季刊地理学
Online ISSN : 1884-1252
Print ISSN : 0916-7889
ISSN-L : 0916-7889
山形都市圏における宅地開発の展開とその諸特徴
千葉 昭彦
著者情報
ジャーナル フリー

2000 年 52 巻 2 号 p. 99-117

詳細
抄録

本研究の課題は人口30万人をこす山形都市圏での宅地開発の展開過程を概観し, そこでの諸特徴を明らかにしたうえで, 同じく人口30万人をこす類似規模の都市圏でみられた宅地開発の諸特徴との比較を試みることである。
山形都市圏の戦後の宅地開発は1960年代, すなわち高度経済成長期中期から本格化し, そのほとんどが組合施行による土地区画整理事業によって担われている。その後高度経済成長期後に一時公的主体や民間開発業者による宅地開発も活発化したが, それらが都市圏の中で積極的な役割を果たすことはなかった。その後も山形都市圏の宅地開発は土地区画整理事業が開発主体の圧倒的多数を占めている。

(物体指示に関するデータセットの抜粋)
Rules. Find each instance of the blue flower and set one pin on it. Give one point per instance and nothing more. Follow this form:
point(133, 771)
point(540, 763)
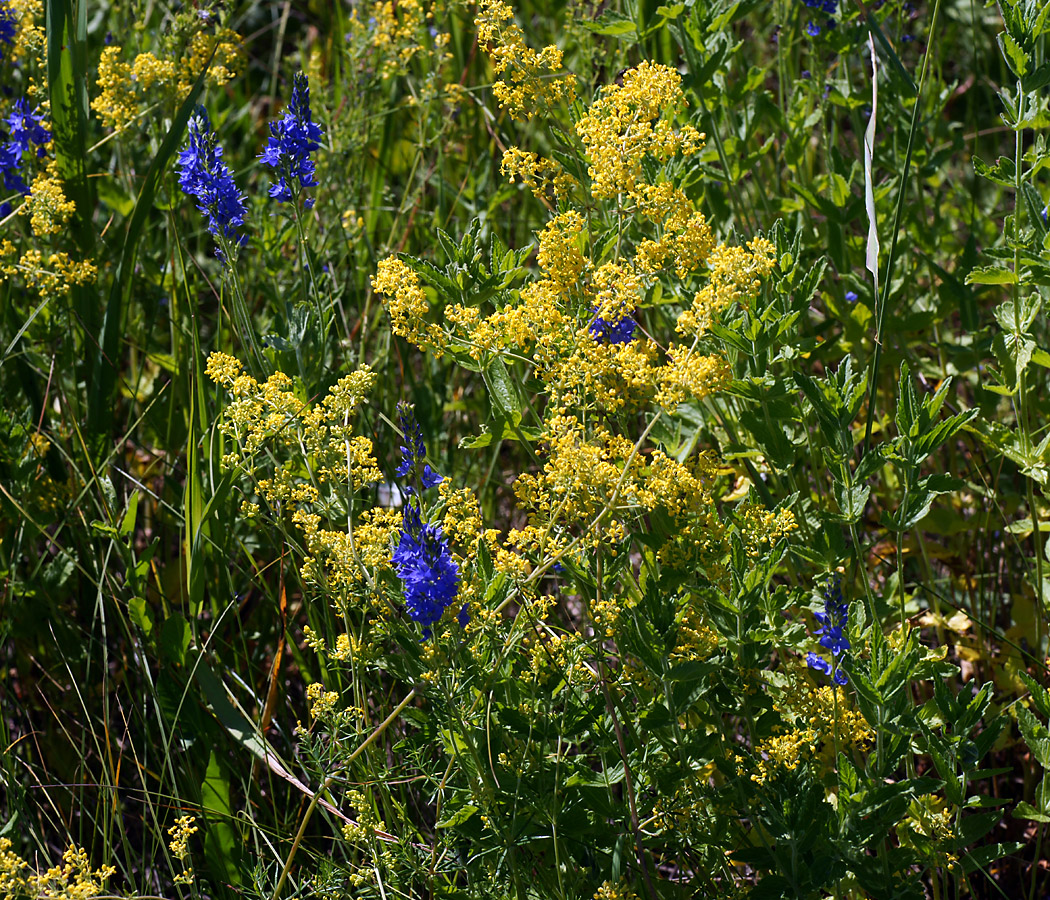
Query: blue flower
point(202, 173)
point(8, 25)
point(833, 621)
point(292, 140)
point(414, 451)
point(618, 332)
point(424, 563)
point(24, 128)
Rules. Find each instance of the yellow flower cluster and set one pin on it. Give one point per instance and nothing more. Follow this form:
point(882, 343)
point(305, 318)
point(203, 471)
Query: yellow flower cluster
point(226, 50)
point(181, 833)
point(529, 83)
point(49, 276)
point(544, 178)
point(782, 752)
point(30, 39)
point(592, 485)
point(632, 122)
point(406, 304)
point(736, 275)
point(125, 89)
point(316, 465)
point(759, 527)
point(72, 880)
point(46, 204)
point(825, 714)
point(614, 892)
point(399, 33)
point(322, 704)
point(695, 640)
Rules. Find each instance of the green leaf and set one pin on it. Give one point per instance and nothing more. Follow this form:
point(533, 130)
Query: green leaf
point(67, 91)
point(991, 275)
point(1035, 735)
point(457, 818)
point(502, 390)
point(174, 639)
point(610, 23)
point(1012, 53)
point(140, 613)
point(1025, 810)
point(107, 356)
point(221, 845)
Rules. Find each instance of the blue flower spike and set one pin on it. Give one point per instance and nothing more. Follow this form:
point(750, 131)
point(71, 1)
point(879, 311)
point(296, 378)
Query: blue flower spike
point(203, 174)
point(832, 632)
point(414, 451)
point(8, 24)
point(25, 128)
point(422, 559)
point(293, 138)
point(425, 565)
point(612, 332)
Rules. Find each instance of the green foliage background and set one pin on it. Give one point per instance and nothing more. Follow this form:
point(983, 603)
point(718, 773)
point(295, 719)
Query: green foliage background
point(154, 658)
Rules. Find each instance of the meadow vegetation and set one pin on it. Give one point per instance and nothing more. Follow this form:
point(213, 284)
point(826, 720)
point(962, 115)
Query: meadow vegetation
point(580, 451)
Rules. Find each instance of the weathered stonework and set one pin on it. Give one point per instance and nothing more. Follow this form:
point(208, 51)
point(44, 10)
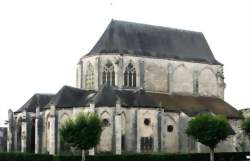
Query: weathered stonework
point(147, 109)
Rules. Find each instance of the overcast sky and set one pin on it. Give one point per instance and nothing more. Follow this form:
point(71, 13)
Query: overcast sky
point(42, 41)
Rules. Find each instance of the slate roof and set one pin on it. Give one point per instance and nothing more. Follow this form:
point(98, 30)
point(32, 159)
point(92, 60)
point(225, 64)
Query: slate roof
point(36, 100)
point(68, 97)
point(153, 41)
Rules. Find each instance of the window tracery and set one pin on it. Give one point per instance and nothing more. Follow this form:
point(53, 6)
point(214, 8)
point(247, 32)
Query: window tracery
point(89, 82)
point(108, 75)
point(130, 76)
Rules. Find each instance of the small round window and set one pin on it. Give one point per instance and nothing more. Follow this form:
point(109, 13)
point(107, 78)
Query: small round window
point(105, 122)
point(146, 121)
point(170, 128)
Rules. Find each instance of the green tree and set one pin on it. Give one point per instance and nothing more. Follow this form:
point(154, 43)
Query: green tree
point(209, 130)
point(83, 132)
point(246, 126)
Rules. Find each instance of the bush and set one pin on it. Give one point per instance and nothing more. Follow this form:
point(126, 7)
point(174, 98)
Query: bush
point(230, 156)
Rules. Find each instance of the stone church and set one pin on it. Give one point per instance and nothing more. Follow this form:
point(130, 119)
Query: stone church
point(145, 82)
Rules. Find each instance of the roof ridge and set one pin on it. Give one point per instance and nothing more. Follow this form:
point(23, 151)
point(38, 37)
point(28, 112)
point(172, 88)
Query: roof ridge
point(156, 26)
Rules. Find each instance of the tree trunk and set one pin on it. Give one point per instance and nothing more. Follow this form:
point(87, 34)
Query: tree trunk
point(83, 155)
point(211, 154)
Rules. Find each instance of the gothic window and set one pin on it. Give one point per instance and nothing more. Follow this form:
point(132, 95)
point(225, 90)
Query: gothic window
point(89, 82)
point(130, 76)
point(196, 87)
point(170, 128)
point(147, 144)
point(108, 75)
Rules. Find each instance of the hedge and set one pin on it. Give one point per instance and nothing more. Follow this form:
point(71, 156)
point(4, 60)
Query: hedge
point(232, 156)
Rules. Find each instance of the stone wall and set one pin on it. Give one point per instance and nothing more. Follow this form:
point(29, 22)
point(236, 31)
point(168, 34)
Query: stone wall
point(158, 75)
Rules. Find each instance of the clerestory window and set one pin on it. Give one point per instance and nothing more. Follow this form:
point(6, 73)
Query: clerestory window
point(108, 75)
point(130, 76)
point(89, 81)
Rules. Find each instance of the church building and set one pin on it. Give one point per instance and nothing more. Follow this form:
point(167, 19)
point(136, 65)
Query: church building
point(145, 82)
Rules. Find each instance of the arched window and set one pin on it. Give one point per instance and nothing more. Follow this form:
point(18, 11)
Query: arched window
point(89, 82)
point(108, 75)
point(130, 76)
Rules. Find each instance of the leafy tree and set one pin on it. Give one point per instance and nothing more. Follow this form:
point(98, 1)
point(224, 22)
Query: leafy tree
point(83, 132)
point(246, 127)
point(209, 130)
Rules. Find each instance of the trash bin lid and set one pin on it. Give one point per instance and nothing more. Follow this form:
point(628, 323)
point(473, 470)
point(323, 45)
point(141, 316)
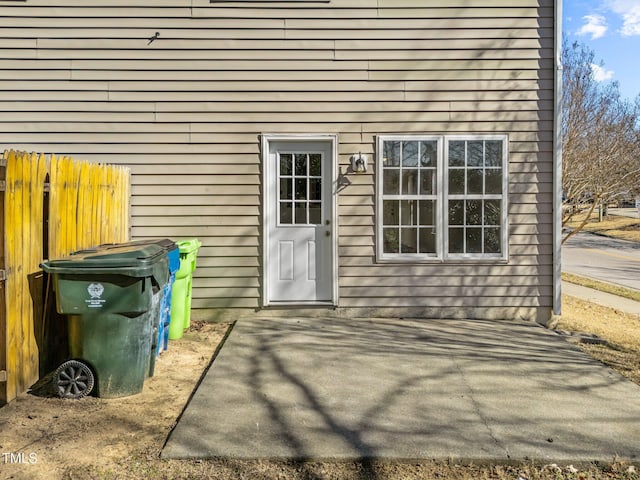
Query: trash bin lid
point(169, 245)
point(189, 245)
point(123, 259)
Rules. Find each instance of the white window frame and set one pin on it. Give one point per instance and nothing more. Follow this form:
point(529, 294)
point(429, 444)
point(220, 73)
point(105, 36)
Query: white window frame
point(437, 197)
point(504, 227)
point(441, 203)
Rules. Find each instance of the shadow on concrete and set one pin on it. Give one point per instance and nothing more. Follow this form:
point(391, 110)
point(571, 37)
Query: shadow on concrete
point(344, 389)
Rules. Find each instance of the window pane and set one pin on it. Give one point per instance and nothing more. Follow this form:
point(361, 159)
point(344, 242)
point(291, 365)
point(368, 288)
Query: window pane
point(493, 153)
point(301, 212)
point(492, 212)
point(428, 154)
point(410, 182)
point(391, 182)
point(474, 240)
point(426, 214)
point(410, 154)
point(492, 240)
point(474, 181)
point(493, 179)
point(427, 241)
point(474, 154)
point(409, 212)
point(456, 240)
point(391, 154)
point(315, 165)
point(391, 212)
point(390, 241)
point(315, 213)
point(286, 192)
point(301, 164)
point(286, 213)
point(315, 189)
point(409, 243)
point(427, 182)
point(456, 154)
point(456, 181)
point(474, 212)
point(456, 212)
point(285, 164)
point(301, 188)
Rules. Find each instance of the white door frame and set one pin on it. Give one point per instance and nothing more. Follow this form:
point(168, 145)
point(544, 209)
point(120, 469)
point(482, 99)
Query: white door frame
point(267, 166)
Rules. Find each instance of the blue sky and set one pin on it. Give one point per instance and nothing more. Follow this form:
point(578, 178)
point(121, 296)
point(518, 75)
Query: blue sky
point(611, 28)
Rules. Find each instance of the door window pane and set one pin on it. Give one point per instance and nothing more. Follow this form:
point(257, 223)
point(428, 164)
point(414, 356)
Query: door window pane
point(315, 213)
point(301, 212)
point(427, 241)
point(315, 165)
point(301, 188)
point(474, 181)
point(409, 240)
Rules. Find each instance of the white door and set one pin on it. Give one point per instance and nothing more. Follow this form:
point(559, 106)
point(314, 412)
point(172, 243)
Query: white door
point(299, 222)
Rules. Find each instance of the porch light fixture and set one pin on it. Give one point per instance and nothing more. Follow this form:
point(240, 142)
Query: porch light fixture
point(359, 163)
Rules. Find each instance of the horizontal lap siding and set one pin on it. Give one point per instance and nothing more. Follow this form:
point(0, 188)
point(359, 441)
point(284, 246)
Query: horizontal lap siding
point(185, 112)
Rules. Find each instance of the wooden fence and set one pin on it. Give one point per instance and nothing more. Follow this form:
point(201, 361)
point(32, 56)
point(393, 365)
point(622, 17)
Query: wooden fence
point(49, 207)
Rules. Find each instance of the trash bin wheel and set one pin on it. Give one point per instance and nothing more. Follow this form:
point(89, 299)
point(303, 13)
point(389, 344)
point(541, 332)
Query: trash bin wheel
point(73, 379)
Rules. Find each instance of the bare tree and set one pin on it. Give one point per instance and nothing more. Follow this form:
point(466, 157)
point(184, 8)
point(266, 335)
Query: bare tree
point(600, 134)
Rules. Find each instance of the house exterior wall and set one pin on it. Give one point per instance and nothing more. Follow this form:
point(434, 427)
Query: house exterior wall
point(185, 108)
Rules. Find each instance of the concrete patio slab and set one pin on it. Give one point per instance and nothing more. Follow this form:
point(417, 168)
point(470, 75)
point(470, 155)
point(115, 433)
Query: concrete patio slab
point(329, 388)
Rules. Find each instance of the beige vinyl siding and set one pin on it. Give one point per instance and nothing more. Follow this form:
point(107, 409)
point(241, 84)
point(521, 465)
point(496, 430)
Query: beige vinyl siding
point(185, 111)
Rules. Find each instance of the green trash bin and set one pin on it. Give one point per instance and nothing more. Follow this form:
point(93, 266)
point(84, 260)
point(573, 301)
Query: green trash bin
point(181, 290)
point(111, 296)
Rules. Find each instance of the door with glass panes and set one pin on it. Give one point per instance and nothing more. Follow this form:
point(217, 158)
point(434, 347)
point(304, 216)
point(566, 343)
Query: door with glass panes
point(299, 222)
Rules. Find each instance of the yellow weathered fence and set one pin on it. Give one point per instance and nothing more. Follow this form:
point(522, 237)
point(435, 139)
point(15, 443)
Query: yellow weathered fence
point(87, 204)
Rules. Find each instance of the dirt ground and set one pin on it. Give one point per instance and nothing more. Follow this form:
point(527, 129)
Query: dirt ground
point(43, 437)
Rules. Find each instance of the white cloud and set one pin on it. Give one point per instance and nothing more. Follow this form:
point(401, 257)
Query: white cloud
point(596, 26)
point(629, 10)
point(600, 74)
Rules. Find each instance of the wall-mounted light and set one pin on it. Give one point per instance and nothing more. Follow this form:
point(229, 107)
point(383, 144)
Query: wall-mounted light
point(359, 163)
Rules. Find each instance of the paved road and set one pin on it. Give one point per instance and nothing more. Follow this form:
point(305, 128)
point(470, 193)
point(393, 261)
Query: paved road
point(602, 258)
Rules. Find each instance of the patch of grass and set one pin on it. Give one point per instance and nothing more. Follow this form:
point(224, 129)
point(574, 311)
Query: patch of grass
point(602, 286)
point(614, 326)
point(624, 228)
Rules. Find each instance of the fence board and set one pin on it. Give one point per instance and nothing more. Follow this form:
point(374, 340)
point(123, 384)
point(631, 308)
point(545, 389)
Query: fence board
point(88, 204)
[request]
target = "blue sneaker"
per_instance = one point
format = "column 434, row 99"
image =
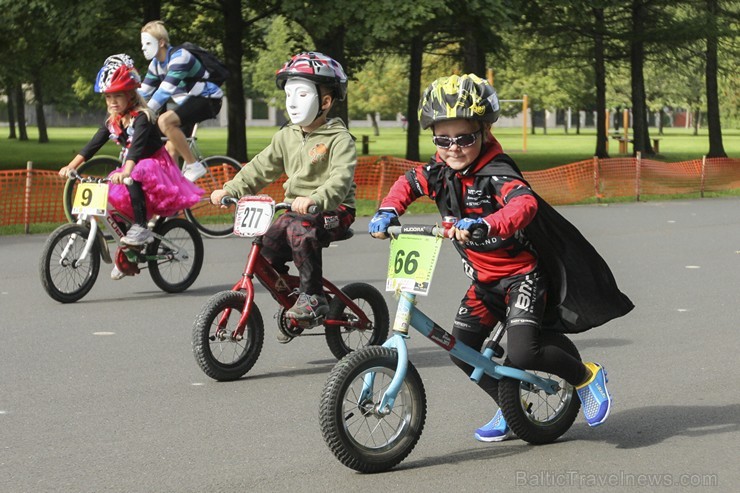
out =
column 495, row 430
column 595, row 398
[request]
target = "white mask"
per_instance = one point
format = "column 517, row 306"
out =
column 149, row 45
column 301, row 101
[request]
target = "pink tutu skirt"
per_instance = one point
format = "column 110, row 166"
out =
column 167, row 191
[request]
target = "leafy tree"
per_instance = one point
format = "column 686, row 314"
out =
column 380, row 86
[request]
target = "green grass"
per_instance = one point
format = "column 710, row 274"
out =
column 543, row 151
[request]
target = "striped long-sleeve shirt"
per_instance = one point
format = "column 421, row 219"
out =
column 180, row 76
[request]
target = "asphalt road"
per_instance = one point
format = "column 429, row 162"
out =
column 104, row 395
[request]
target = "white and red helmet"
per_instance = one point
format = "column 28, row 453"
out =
column 317, row 68
column 118, row 74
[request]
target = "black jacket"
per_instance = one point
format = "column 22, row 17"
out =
column 583, row 292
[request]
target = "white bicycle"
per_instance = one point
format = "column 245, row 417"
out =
column 211, row 220
column 70, row 260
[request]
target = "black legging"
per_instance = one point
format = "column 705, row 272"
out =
column 527, row 347
column 138, row 202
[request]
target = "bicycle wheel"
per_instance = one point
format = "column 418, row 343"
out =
column 343, row 340
column 218, row 355
column 64, row 278
column 535, row 416
column 360, row 437
column 212, row 220
column 178, row 256
column 99, row 166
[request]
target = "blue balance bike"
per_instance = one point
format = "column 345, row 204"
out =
column 373, row 405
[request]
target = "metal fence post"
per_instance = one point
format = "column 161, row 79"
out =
column 638, row 165
column 27, row 198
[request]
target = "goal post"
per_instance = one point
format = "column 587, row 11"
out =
column 525, row 112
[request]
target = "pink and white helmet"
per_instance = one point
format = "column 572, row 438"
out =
column 315, row 67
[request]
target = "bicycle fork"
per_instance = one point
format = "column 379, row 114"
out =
column 407, row 315
column 91, row 238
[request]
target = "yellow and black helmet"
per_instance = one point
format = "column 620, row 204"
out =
column 464, row 96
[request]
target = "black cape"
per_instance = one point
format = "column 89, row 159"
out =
column 582, row 290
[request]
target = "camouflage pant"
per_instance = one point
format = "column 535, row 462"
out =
column 300, row 238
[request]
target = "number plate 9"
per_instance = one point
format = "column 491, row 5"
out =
column 253, row 215
column 91, row 199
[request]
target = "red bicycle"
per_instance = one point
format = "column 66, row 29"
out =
column 229, row 331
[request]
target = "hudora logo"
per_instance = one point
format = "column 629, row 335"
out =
column 575, row 479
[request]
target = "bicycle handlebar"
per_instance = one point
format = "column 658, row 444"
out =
column 74, row 175
column 280, row 206
column 476, row 233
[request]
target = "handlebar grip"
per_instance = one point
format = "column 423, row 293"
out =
column 415, row 229
column 228, row 200
column 478, row 232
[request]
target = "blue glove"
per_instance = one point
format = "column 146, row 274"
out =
column 381, row 220
column 473, row 225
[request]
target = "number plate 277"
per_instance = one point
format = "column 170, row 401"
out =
column 253, row 216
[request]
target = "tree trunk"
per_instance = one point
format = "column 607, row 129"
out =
column 544, row 122
column 333, row 46
column 716, row 147
column 637, row 60
column 600, row 76
column 11, row 111
column 697, row 120
column 412, row 105
column 20, row 104
column 40, row 118
column 236, row 140
column 152, row 10
column 473, row 54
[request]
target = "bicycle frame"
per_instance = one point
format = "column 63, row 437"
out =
column 110, row 226
column 409, row 315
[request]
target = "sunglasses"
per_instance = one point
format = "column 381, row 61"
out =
column 465, row 140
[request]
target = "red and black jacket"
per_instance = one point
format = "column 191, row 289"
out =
column 582, row 291
column 506, row 203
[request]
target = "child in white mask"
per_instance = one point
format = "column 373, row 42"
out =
column 319, row 157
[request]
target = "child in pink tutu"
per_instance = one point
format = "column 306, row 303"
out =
column 158, row 186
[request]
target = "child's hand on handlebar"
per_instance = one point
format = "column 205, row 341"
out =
column 468, row 229
column 64, row 172
column 380, row 222
column 217, row 196
column 301, row 205
column 119, row 177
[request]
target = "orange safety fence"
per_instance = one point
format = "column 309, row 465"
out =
column 35, row 196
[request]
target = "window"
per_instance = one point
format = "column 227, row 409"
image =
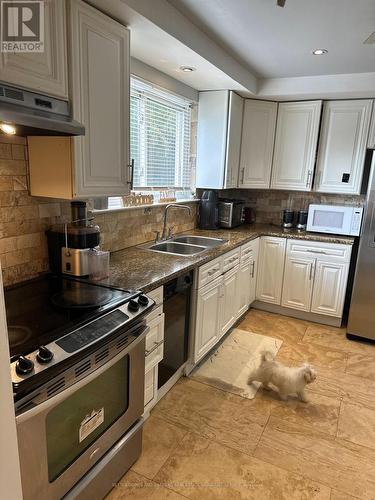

> **演習 1**:
一覧の先頭の行から始めて「point(695, 640)」を含む行までを、両端も含めて番号付きリストとして並べてください。空行は除き、画像は答えに入れないでください。
> **演習 2**:
山形都市圏の宅地開発に関する抄録を、最後の文の後から書き継いでください。
山形都市圏の宅地開発に関する抄録と一覧は、互いに独立した資料です。

> **出力結果 1**:
1. Rules. Find each instance of the blue flower and set one pin on it. Give one point per instance and nothing more. Follow this form:
2. point(133, 771)
3. point(540, 763)
4. Query: blue flower
5. point(202, 173)
6. point(8, 25)
7. point(833, 621)
8. point(292, 140)
9. point(414, 451)
10. point(618, 332)
11. point(424, 563)
12. point(24, 128)
13. Rules. Find each instance of the yellow flower cluster and set one pin on it. Give one point per instance and nothing more. Follow this form:
14. point(882, 343)
15. point(305, 318)
16. point(203, 471)
17. Query: yellow flower cluster
18. point(226, 50)
19. point(181, 833)
20. point(529, 83)
21. point(49, 276)
22. point(544, 178)
23. point(782, 752)
24. point(30, 39)
25. point(592, 485)
26. point(632, 122)
27. point(406, 304)
28. point(736, 275)
29. point(125, 89)
30. point(316, 465)
31. point(759, 527)
32. point(72, 880)
33. point(46, 204)
34. point(825, 714)
35. point(614, 892)
36. point(399, 33)
37. point(322, 704)
38. point(695, 640)

> **出力結果 2**:
これらの宅地開発の特徴としては, 既成市街地周辺を対象地とし, 開発規模は小さく, 開発地内での諸施設整備は充分とは言えず, 開発地外に立地する諸施設の利用がその開発地での住民生活の前提条件となっていることが多い。また, これらの開発地では, 個性化の進展もほとんどみられない。他の人口30万人をこす都市圏ではこのような特徴をもつ宅地開発の他に, これとはほぼ逆の特徴をもつ宅地開発が主として公的主体と一部の民間開発業者によって担われている。山形都市圏では公的主体や民間開発業者による宅地開発が重要な役割を担っていないため, 後者のような特徴をもった宅地開発はみられず, 前者のような特徴のみがみられることとなっている。また, 1980年代中頃から全国各地で民間開発業者等が参入した組合施行による区画整理事業によって開発地の個性化を推進する事例が数多くみられているが, 山形都市圏においてはそのような事例はみられない。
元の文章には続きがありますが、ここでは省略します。